TASK TO COMPLETE: A complete transcription of the material, exact in every line, is what is wanted.
..............................
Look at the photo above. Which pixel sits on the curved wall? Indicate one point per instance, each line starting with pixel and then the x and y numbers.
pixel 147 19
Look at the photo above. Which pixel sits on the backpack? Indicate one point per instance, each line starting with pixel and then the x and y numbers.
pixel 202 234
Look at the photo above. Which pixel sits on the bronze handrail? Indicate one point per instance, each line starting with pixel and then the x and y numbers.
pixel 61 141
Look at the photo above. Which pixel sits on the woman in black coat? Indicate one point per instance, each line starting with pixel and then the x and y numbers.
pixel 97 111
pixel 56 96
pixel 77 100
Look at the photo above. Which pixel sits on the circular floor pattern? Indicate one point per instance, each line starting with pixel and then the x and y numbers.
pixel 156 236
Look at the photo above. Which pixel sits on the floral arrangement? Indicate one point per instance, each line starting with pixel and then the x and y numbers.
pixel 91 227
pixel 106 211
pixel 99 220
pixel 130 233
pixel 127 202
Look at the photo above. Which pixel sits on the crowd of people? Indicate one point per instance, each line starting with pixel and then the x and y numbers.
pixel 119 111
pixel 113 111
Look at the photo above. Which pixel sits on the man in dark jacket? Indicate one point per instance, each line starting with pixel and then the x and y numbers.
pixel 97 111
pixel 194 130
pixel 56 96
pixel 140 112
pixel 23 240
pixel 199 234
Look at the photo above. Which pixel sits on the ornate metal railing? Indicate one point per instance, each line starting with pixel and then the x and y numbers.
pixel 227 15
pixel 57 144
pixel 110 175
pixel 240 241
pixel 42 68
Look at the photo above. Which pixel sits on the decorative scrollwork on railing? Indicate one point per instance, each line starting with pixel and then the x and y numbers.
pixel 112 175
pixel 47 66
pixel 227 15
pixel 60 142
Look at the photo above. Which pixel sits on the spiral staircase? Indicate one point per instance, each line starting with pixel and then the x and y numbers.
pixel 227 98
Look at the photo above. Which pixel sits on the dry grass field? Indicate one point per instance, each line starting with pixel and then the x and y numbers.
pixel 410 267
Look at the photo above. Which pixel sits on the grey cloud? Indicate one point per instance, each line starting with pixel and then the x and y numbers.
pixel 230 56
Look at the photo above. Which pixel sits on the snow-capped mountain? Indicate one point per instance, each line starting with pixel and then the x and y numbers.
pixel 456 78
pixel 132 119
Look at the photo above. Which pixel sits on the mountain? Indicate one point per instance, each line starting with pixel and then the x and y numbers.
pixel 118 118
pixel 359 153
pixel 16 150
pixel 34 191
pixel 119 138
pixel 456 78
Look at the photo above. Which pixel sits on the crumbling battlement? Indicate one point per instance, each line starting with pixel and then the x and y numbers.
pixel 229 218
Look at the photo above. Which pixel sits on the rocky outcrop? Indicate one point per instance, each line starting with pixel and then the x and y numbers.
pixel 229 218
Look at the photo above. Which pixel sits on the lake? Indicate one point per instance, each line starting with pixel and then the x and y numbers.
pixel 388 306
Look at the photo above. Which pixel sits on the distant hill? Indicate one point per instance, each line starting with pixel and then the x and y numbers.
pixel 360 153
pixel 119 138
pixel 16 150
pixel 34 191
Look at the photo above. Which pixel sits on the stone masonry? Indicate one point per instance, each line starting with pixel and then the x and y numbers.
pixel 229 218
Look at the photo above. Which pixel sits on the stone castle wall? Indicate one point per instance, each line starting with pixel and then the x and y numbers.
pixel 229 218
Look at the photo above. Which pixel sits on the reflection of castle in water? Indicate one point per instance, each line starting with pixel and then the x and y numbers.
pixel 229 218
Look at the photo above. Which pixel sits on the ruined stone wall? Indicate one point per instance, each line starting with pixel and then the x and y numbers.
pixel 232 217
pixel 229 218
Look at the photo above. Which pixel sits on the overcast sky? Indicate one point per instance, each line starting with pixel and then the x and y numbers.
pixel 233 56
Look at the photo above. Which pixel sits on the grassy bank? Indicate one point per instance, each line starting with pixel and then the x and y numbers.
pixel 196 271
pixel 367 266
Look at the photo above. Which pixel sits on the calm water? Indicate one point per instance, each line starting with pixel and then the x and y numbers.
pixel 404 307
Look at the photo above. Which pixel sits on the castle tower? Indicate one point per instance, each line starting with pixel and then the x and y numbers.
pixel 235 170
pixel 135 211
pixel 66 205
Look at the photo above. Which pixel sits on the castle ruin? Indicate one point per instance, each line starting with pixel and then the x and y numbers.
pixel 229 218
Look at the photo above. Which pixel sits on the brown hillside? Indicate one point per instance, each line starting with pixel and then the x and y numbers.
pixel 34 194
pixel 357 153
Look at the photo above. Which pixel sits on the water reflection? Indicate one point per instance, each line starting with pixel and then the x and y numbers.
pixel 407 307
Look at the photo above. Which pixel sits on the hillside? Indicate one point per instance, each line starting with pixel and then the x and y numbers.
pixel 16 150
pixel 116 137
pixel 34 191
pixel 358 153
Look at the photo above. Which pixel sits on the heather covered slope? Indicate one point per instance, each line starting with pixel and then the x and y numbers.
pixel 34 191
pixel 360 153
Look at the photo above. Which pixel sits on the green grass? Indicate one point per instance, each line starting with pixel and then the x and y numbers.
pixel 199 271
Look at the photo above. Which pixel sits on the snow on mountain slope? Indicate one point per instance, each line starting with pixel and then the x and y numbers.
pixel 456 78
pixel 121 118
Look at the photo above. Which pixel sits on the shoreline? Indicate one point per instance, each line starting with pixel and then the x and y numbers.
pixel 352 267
..............................
OUTPUT OF THE EXERCISE:
Look at the photo above. Which pixel sits on the curved wall? Indicate one point per instance, each line starting with pixel and then the x and y numbers.
pixel 147 19
Look at the photo above. Which pixel sits on the backpack? Indicate one point per instance, each line starting with pixel and then the x and y numbers.
pixel 202 234
Look at the photo above. Which pixel sits on the bronze handrail? Indicate one point per instance, each line starting with pixel and then the x and y numbers.
pixel 61 141
Look at the photo above. Which pixel sits on the woman in black coat? Indicate one point per instance, each line starting with pixel and then the x and y numbers.
pixel 97 111
pixel 56 96
pixel 77 100
Look at the photo above. Which pixel sits on the circular floor pattern? Indicate one point per instance, each line starting with pixel and then the x and y numbers.
pixel 156 236
Look at the photo above. Which pixel sits on the floral arrangement? Indicate one point per instance, each line starting with pixel and then the x and y numbers.
pixel 91 227
pixel 106 211
pixel 99 220
pixel 130 233
pixel 127 202
Look at the photo above. Which pixel sits on the crowd of people? Indicate one point per instance, each line starting with pixel and then the x and y numbers.
pixel 119 111
pixel 113 111
Look at the photo above. Which pixel sits on the man in dark jacket? Indicate one point per instance, each line starting with pixel and then the x and y numbers.
pixel 97 111
pixel 194 130
pixel 56 96
pixel 140 112
pixel 23 240
pixel 199 234
Look at the photo above. Which pixel sits on the ornate metal railing? Indicate one point per instance, each line starting with pixel and then the x and y numbers.
pixel 227 15
pixel 57 144
pixel 110 175
pixel 240 241
pixel 42 68
Look at the photo above. Which pixel sits on the decorative scrollwork on railing? Indicate one point per instance, each line starting with pixel and then the x and y numbers.
pixel 112 175
pixel 47 66
pixel 227 15
pixel 60 142
Look at the photo above. Which pixel sits on the spiral staircase? Indicate one point per instance, each line starting with pixel and then the x and y numbers.
pixel 227 98
Look at the photo above. Which pixel sits on the dry grass field? Indicate one point per instance, each line starting with pixel and then the x and y numbers.
pixel 410 267
Look at the photo above. Which pixel sits on the grey cloud? Indicate one point per instance, each line starting with pixel and then the x and y numbers.
pixel 230 56
Look at the photo above. Which pixel sits on the snow-capped mountain? Indicate one point per instance, each line starting with pixel and then the x and y numbers.
pixel 456 78
pixel 132 119
Look at the photo above. Which pixel sits on the mountain? Indicate one point per instance, each line starting with pixel and then the x and y numbers.
pixel 118 118
pixel 359 153
pixel 16 150
pixel 34 191
pixel 119 138
pixel 456 78
Look at the photo above. Which pixel sits on the crumbling battlement? Indicate one point per instance, each line starting with pixel and then the x and y numbers.
pixel 229 218
Look at the photo above. Which pixel sits on the rocky outcrop? Indicate one point per instance, each line starting with pixel and then the x and y numbers.
pixel 229 218
Look at the photo above. Which pixel sits on the lake? Indicate one point per instance, each line starting with pixel and then the x and y numbers.
pixel 388 306
Look at the photo above. Which pixel sits on the distant hill? Indicate one point per instance, each line starting with pixel and then the x and y numbers.
pixel 360 153
pixel 119 138
pixel 16 150
pixel 34 191
Look at the photo above. Which pixel sits on the stone masonry? Indicate one point per instance, each line starting with pixel and then the x and y numbers.
pixel 229 218
Look at the photo above. Which pixel sits on the stone castle wall? Indicate one point per instance, each line starting with pixel and then the x and y numbers.
pixel 229 218
Look at the photo above. Which pixel sits on the reflection of castle in water? Indicate one point per instance, each line starting with pixel and then the x and y numbers.
pixel 229 218
Look at the photo above. Which pixel sits on the ruined stone wall? Indicate one point per instance, each line starting with pixel and then the x and y numbers.
pixel 232 217
pixel 229 218
Look at the photo above. Which pixel sits on the overcast sky? Indicate one point per instance, each line starting with pixel and then the x and y numbers.
pixel 233 56
Look at the photo above. Which pixel sits on the grassy bank? Indicate one point per instance, each line starting with pixel and then the x and y numbers.
pixel 196 271
pixel 367 266
Look at the photo above. Which pixel sits on the calm water? Indicate one point per instance, each line starting with pixel and then the x and y numbers.
pixel 404 307
Look at the photo above. Which pixel sits on the castle tower? Indicate one point per instance, each line starting with pixel and then the x and y numbers.
pixel 235 170
pixel 135 211
pixel 66 205
Look at the photo above. Which pixel sits on the castle ruin? Indicate one point per instance, each line starting with pixel and then the x and y numbers.
pixel 229 218
Look at the photo above. Which pixel sits on the brown hillside? Indicate one point per instance, each line starting with pixel and then the x and y numbers.
pixel 34 194
pixel 357 153
Look at the photo above. Which pixel sits on the water reflection? Indicate one point per instance, each line starting with pixel and then the x and y numbers.
pixel 407 307
Look at the photo above. Which pixel sits on the hillside? Indicate one point per instance, each line starting with pixel and then the x and y numbers.
pixel 16 150
pixel 116 137
pixel 34 191
pixel 358 153
Look at the photo above. Which pixel sits on the heather covered slope? Indicate one point per instance, each line starting with pixel and then the x and y numbers.
pixel 34 191
pixel 360 153
Look at the photo above. Which pixel sits on the green grass? Indicate one point per instance, each line starting with pixel and then the x and y numbers.
pixel 199 271
Look at the photo above. Which pixel sits on the snow on mountain slope? Indicate one point per instance, each line starting with pixel and then the x and y numbers.
pixel 456 78
pixel 121 118
Look at the photo above. Which pixel sits on the shoreline? Indicate one point per instance, each line starting with pixel and then the x and y numbers.
pixel 352 267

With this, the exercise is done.